▶ _Work to be completed_:
The goal here is an exact copy of the entries below, without their pictures.

(Task data begins)

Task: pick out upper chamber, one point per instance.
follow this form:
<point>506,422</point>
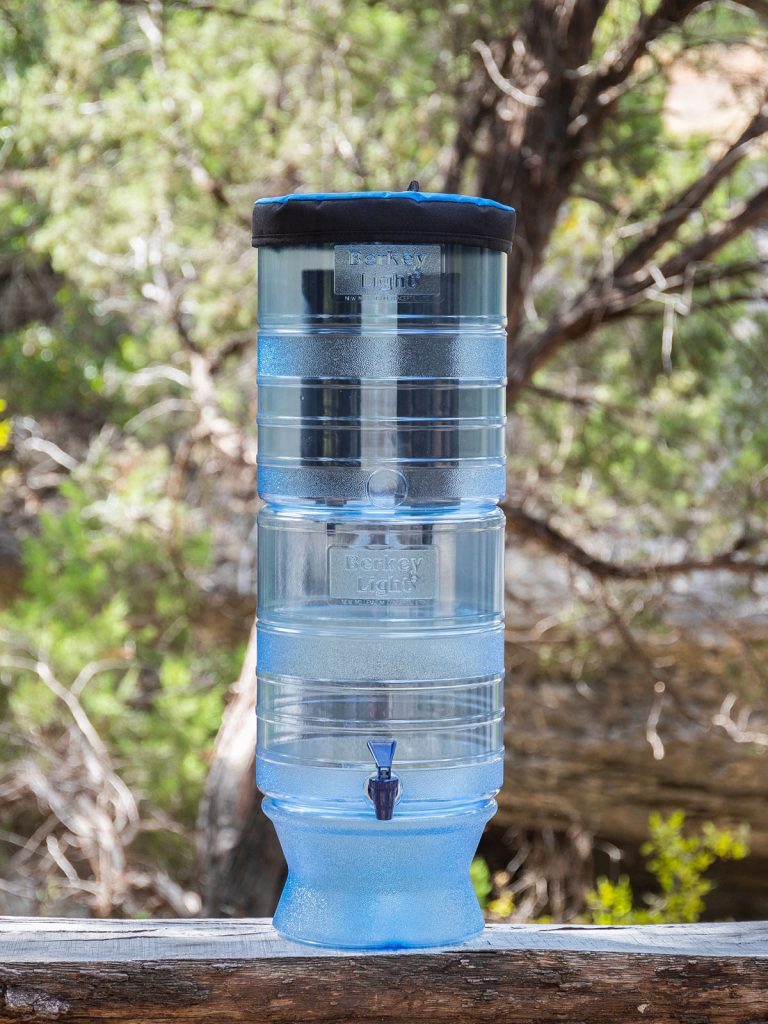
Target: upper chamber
<point>381,374</point>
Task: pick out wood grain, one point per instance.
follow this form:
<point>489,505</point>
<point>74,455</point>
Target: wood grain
<point>229,971</point>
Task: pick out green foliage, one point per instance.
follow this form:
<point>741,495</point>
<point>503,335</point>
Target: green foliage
<point>678,862</point>
<point>110,584</point>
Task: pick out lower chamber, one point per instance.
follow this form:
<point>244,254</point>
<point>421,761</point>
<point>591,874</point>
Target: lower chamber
<point>341,664</point>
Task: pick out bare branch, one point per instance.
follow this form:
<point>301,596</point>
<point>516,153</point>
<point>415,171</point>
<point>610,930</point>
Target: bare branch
<point>678,211</point>
<point>731,560</point>
<point>500,81</point>
<point>620,62</point>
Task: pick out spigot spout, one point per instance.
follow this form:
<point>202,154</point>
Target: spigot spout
<point>384,786</point>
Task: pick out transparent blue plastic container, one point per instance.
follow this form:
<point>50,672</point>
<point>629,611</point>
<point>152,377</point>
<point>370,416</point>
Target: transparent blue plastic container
<point>381,584</point>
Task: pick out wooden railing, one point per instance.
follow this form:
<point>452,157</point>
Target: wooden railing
<point>141,972</point>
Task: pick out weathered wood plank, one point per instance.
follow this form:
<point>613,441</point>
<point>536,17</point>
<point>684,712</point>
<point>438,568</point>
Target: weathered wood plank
<point>231,971</point>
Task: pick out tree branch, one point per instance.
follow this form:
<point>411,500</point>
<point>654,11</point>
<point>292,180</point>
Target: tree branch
<point>609,299</point>
<point>678,211</point>
<point>619,64</point>
<point>542,530</point>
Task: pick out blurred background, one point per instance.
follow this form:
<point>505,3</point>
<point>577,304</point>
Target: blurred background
<point>631,137</point>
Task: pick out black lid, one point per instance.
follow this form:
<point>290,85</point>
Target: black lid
<point>403,216</point>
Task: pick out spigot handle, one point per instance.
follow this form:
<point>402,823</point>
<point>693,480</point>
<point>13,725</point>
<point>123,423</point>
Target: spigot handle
<point>382,752</point>
<point>383,787</point>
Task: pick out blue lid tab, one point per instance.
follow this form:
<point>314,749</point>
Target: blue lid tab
<point>310,218</point>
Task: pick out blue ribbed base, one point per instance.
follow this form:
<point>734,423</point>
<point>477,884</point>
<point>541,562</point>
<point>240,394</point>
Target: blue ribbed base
<point>358,883</point>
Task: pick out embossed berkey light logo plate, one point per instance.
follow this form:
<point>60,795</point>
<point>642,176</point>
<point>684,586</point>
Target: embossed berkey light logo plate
<point>404,271</point>
<point>382,573</point>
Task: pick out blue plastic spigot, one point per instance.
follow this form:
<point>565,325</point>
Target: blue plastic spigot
<point>383,787</point>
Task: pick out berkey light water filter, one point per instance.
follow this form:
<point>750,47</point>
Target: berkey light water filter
<point>381,365</point>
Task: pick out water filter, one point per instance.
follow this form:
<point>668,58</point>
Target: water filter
<point>381,421</point>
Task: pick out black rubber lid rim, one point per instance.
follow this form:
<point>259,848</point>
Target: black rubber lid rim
<point>394,218</point>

(Task data ends)

▶ _Exercise response_:
Task: pick out upper chamber, one point per instance.
follow this form:
<point>506,422</point>
Target: upper chamber
<point>381,374</point>
Task: pick out wood grain, one point per instance.
follow this form:
<point>489,505</point>
<point>74,455</point>
Target: wood grain
<point>229,971</point>
Task: pick out green foliage, one point per instance.
follow this form:
<point>741,495</point>
<point>503,335</point>
Target: green foliage
<point>678,862</point>
<point>110,584</point>
Task: pick out lower chamber, one point per instance.
follow this form:
<point>244,254</point>
<point>421,761</point>
<point>591,874</point>
Target: lower chamber
<point>341,664</point>
Task: pick out bare branch, one point per instance.
follow this form:
<point>301,596</point>
<point>516,153</point>
<point>415,171</point>
<point>610,930</point>
Target: bare branch
<point>678,211</point>
<point>731,560</point>
<point>500,81</point>
<point>620,62</point>
Task: pick out spigot spout, one point per instance.
follow this form:
<point>202,154</point>
Target: spigot spout
<point>384,786</point>
Task: pick out transparent blue plastic container, one point per instance.
follow this form:
<point>50,672</point>
<point>629,611</point>
<point>152,377</point>
<point>370,416</point>
Target: transparent blue plastic container
<point>381,584</point>
Task: pick out wooden railing, one point per instance.
follow this form:
<point>452,157</point>
Target: wooden railing
<point>141,972</point>
Task: pick out weathered wood plank, one point per instance.
follow this form:
<point>613,441</point>
<point>536,17</point>
<point>684,712</point>
<point>438,568</point>
Target: weathered wood plank
<point>231,971</point>
Task: pick out tree branch, one point per instance.
follow this form:
<point>411,500</point>
<point>654,11</point>
<point>292,180</point>
Target: tree branch
<point>609,299</point>
<point>678,211</point>
<point>619,64</point>
<point>542,530</point>
Task: pick out blurred background, one point per instance.
follow this form:
<point>505,3</point>
<point>577,304</point>
Target: blurred background
<point>631,137</point>
Task: pick out black lid, one point per instance.
follow this form:
<point>290,85</point>
Target: black lid
<point>403,216</point>
Task: pick out spigot handle, one point per instance.
follow this form:
<point>402,823</point>
<point>693,480</point>
<point>13,725</point>
<point>123,423</point>
Target: spigot handle
<point>382,752</point>
<point>383,787</point>
Task: pick out blue lid tab, one point per instance.
follow this form:
<point>314,749</point>
Target: blue lid tab
<point>310,218</point>
Task: pick out blue ribbed base, one point per instance.
follow this form:
<point>734,423</point>
<point>477,884</point>
<point>541,562</point>
<point>240,394</point>
Target: blue ribbed base
<point>358,883</point>
Task: pick out embossed berkey light logo plate, one point per instance.
follow this form:
<point>60,795</point>
<point>642,176</point>
<point>684,586</point>
Target: embossed berkey light logo plate
<point>404,271</point>
<point>382,573</point>
Task: pick out blue plastic spigot, one point per instance.
follow this form:
<point>565,325</point>
Target: blue plastic spigot
<point>383,787</point>
Task: pick out berkey light water filter, one point per instance.
follow this form:
<point>750,47</point>
Target: berkey light water filter
<point>381,365</point>
Task: pick out water filter, one point per instance.
follow this form:
<point>668,58</point>
Target: water filter
<point>381,421</point>
Task: pick out black rubber lid rim, one point per instance.
follow this form:
<point>259,848</point>
Target: black rubber lid rim
<point>394,218</point>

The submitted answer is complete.